— REQUIREMENTS —
• 1. According to the text on Context-Aware Language Models, on what practical task does CALM match human performance?
• 2. Write the next part of the text on Context-Aware Language Models, starting after its final sentence.

— EXTRACTED TEXT —
==*==

CALM's training teaches the model to better pay attention to the dialogue task context, producing coherent and successful outputs.
Summary
In this work, we view goal-oriented dialogue as a Markov Decision process, interpreting large language models as simultaneously a dynamics model and a policy.
However, the model's training data may contain many sub-optimal task demonstrations. How can we train language models to complete dialogue tasks without inheriting these imperfections in the data?
We approach this question by adopting methods from learning based control, such as task re-labeling and model-based planning to finetune language models in a goal-aware way.
Our resulting method, Context-Aware Language Models (CALM), outperforms SOTA and matches human performance on a practical flight-booking task.
Dialogue Task Relabeling
We turn unsuccessful dialogue demonstrations into successful ones, by swapping out the task context - in this case a flight table - such that the attached dialogue becomes an optimal example of task completion.

==*==

— RECORDED INFORMATION —
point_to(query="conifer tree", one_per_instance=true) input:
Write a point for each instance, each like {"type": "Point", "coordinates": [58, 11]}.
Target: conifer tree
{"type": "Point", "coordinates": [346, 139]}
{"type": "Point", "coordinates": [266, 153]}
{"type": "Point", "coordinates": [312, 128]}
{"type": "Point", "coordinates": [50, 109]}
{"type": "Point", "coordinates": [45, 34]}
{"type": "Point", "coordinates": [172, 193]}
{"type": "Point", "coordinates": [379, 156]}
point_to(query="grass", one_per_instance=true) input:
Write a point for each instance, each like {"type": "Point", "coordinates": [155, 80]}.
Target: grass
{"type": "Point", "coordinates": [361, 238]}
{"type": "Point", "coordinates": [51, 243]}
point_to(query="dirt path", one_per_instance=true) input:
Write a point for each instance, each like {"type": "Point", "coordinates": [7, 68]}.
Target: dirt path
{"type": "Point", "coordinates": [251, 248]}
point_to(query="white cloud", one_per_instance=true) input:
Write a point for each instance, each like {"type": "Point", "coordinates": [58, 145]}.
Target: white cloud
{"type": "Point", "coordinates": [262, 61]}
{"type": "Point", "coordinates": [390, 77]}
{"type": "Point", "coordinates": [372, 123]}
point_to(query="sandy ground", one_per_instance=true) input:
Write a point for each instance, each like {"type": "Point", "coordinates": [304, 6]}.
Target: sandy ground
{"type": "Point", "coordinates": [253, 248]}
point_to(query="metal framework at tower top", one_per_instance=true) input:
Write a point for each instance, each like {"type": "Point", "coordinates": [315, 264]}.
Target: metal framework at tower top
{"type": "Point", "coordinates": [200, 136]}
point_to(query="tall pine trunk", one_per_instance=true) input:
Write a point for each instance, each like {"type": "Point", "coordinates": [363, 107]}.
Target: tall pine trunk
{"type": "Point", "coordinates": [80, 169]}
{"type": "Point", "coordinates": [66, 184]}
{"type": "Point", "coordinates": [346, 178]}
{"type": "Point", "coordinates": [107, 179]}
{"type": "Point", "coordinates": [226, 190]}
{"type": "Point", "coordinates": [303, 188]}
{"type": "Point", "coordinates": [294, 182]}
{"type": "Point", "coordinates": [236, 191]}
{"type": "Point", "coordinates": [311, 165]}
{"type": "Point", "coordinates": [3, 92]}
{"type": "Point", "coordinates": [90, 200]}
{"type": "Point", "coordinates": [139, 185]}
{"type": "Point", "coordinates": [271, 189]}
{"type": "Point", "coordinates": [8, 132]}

==*==

— RESPONSES TO THE TASKS —
• 1. A flight-booking task.

• 2.
In the case of our flight-booking task, there are exponentially many successful tables for a given dialogue, allowing us to significantly increase the number of successful contexts from which our language model can learn.
Context Aware Finetuning
The standard language modeling objective alone may be insufficient for successfully learning to utilize the task context.
For example, on our flight-booking task, learning to book the correct flight corresponds to a reletively small entropy decrease under the language model. As a result, the model's learning is primarily spent on modeling the raw form of the dialogue rather than on specifically optimizing for the task.
To rebalance these two objectives, we apply an auxiliary training objective to our model that effectively up-weights the gradients relevant for learning the task.
Model Based Rollout Planning
The standard language modeling objective naturally learns to model both our own utterances (the policy) and the other person's utterances (the dynamics). We use this insight to improve CALM's task success rate by executing a simple model-based planning procedure within the language model.
We sample full rollouts of the dialogue and then re-rank them with a reward model to determine the agent's response.
Results
CALM outperforms the previous SOTA (AirConcierge) by approximately 7% on the AirDialogue flight booking task and greatly improves over standard language model training.
When we add model based rollout planning to CALM, it matches human performance on this task.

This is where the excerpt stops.